- Problem description: Report each line in the records below that contains the string "coffee", copying every such line in full. Case counts.

··· Material to process ···

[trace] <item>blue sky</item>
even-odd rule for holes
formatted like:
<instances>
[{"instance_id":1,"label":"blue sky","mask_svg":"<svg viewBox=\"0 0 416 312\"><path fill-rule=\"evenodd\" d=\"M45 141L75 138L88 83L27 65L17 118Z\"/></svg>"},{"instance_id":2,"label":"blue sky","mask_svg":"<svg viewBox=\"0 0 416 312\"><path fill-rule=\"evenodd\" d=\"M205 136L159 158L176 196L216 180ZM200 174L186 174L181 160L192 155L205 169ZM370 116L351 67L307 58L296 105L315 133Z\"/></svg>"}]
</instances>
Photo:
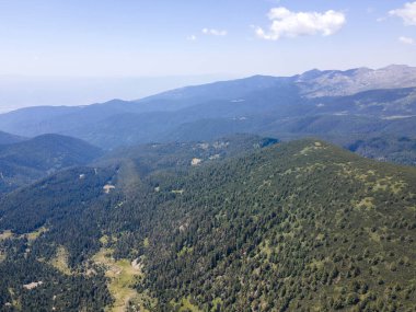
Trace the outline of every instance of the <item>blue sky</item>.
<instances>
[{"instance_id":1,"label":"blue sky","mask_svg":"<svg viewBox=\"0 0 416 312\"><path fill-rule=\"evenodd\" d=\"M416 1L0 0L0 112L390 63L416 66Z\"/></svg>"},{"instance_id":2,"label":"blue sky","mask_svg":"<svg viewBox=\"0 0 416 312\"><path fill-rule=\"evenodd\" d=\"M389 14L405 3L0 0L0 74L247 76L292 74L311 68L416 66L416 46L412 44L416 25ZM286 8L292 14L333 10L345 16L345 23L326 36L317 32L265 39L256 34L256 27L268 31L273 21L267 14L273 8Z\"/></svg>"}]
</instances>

···
··· Material to process ···

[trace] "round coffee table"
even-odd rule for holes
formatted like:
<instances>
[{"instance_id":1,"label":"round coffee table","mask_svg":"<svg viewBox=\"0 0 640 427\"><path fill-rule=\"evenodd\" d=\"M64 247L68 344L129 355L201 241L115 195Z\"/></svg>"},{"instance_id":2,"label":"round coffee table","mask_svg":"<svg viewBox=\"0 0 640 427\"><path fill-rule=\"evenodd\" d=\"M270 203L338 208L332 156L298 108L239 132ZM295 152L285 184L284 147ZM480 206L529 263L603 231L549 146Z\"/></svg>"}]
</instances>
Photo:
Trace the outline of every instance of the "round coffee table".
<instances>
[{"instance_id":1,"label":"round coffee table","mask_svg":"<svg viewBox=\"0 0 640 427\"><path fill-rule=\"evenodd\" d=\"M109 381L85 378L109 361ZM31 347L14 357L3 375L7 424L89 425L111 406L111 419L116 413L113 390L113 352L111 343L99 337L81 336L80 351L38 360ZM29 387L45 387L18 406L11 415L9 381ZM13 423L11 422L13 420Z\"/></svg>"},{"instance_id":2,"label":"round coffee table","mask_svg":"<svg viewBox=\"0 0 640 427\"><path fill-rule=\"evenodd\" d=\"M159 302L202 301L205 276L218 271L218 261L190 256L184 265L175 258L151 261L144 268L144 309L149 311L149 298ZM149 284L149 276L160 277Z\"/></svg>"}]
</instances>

···

- Solution:
[trace] "round coffee table"
[{"instance_id":1,"label":"round coffee table","mask_svg":"<svg viewBox=\"0 0 640 427\"><path fill-rule=\"evenodd\" d=\"M64 247L68 344L129 355L201 241L115 195Z\"/></svg>"},{"instance_id":2,"label":"round coffee table","mask_svg":"<svg viewBox=\"0 0 640 427\"><path fill-rule=\"evenodd\" d=\"M270 203L338 208L332 156L298 108L239 132ZM295 152L285 184L284 147ZM480 206L529 263L603 231L549 146Z\"/></svg>"}]
Trace the outline of every instance of the "round coffee table".
[{"instance_id":1,"label":"round coffee table","mask_svg":"<svg viewBox=\"0 0 640 427\"><path fill-rule=\"evenodd\" d=\"M109 381L85 378L109 361ZM31 347L14 357L3 375L7 424L89 425L111 406L111 419L116 413L113 390L113 352L111 343L99 337L81 336L80 351L38 360ZM29 387L45 387L18 406L11 415L9 381ZM13 423L11 422L13 420Z\"/></svg>"},{"instance_id":2,"label":"round coffee table","mask_svg":"<svg viewBox=\"0 0 640 427\"><path fill-rule=\"evenodd\" d=\"M159 302L202 301L205 276L218 271L218 261L190 256L184 265L175 258L151 261L144 268L144 309L149 311L149 298ZM149 284L149 276L160 277Z\"/></svg>"}]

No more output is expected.